## Task directions
From the passage on the Council of Lithuania below, pull out the section that begins with the words containing "Such elections strengthened" and ends with "Lithuania in protest.". Reproduce it word for word.

Such elections strengthened right-wing positions in the council. Leftists were dissatisfied with the results and engaged in protests such as withdrawal from the conference. Jonas Vileišis, the last leftist member of the council and the Minister of Internal Affairs, withdrew from the Council of Lithuania in protest.

==Aftermath==
===Attempted compromise===
While the conference was ongoing, the government and the council conducted side negotiations. The government wanted the authority to enact laws. Such authority was reserved solely to the Council of Lithuania by the Temporary Constitution of 2 November 1919. However, the Council of Lithuania could not function as a parliament due to the ongoing war with the Soviets and the government needed the ability to take swift actions to address the crisis. Therefore, on 24 January, one day after the conference, the council held a session and agreed to revise the Temporary Constitution to allow the government to enact temporary laws. However, such law were valid only until the council approved or revised them. The revision to the Temporary Constitution was published on 5 March 1919.

The government of Sleževičius worked to organize the army and establish basic order in post-war Lithuania and issued a number of basic crucial laws. The Council of Lithuania agreed not to convene for some time. Sleževičius also limited the ability of council members to attend meetings of the government ministers. The council convened on 16 February 1919 for an official celebration of the first anniversary of the Act of Independence of Lithuania. It the worked until 16 March 1919. The agenda included review of about 37 laws adopted by the government. During the session, the council confirmed about 12 laws originally adopted by the government – most without modifications.

===Government prevails===
However, the government continued to feud with the council. The conflict between prime minister Sleževičius and council's vice-chairman Stasys Šilingas became public. The conflict reached a boiling point on 5 March 1919. The council reviewed government's law on the enactment of the martial law which increased government powers. The government demanded that the be passed without amendments and warned in advance that any amendments would be interpreted as show of no confidence. However, the council revised the law that the right to declare martial law belonged to the council or the supreme commander of the army, not the government. Therefore, the following day, Sleževičius announced his resignation.

[Dataset entries]
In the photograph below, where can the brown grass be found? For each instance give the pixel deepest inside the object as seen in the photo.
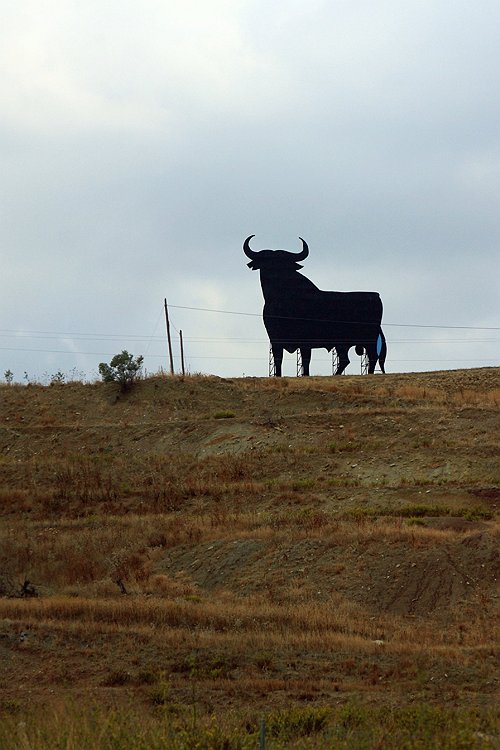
(333, 538)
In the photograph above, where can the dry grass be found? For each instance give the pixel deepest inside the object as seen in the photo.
(326, 539)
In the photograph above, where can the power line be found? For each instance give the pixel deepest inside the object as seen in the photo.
(319, 320)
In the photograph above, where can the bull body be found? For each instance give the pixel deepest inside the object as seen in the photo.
(298, 315)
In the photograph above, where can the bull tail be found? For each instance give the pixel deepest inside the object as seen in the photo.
(381, 349)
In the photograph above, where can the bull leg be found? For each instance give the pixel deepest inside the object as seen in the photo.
(371, 351)
(278, 358)
(305, 353)
(343, 359)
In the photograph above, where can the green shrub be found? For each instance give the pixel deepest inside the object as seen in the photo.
(123, 369)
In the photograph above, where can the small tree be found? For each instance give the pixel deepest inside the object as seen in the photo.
(123, 369)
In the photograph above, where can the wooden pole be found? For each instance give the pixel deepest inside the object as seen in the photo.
(169, 339)
(182, 353)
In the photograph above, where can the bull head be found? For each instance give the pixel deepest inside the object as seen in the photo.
(274, 258)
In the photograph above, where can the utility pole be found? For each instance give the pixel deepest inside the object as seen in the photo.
(182, 353)
(169, 339)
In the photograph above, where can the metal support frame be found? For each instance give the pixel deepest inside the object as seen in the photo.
(364, 363)
(335, 361)
(272, 366)
(300, 369)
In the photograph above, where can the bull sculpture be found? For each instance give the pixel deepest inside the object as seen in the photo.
(298, 315)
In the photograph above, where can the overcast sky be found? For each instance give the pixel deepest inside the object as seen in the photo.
(140, 143)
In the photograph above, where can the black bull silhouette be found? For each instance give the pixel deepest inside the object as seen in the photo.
(298, 315)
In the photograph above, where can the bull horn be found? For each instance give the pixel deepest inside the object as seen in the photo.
(246, 248)
(305, 251)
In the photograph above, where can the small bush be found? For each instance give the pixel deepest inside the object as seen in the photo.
(123, 369)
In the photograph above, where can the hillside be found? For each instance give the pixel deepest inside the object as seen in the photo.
(238, 547)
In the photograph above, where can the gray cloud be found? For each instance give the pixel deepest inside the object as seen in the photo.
(140, 148)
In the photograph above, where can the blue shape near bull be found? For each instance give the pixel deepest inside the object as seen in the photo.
(298, 315)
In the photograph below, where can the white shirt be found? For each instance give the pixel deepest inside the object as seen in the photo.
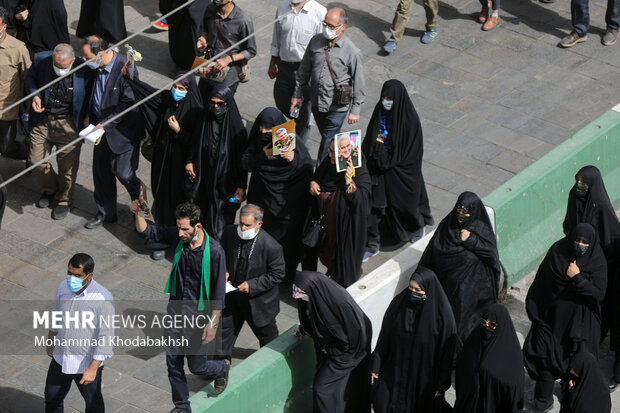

## Full solution
Such elections strengthened right-wing positions in the council. Leftists were dissatisfied with the results and engaged in protests such as withdrawal from the conference. Jonas Vileišis, the last leftist member of the council and the Minister of Internal Affairs, withdrew from the Council of Lithuania in protest.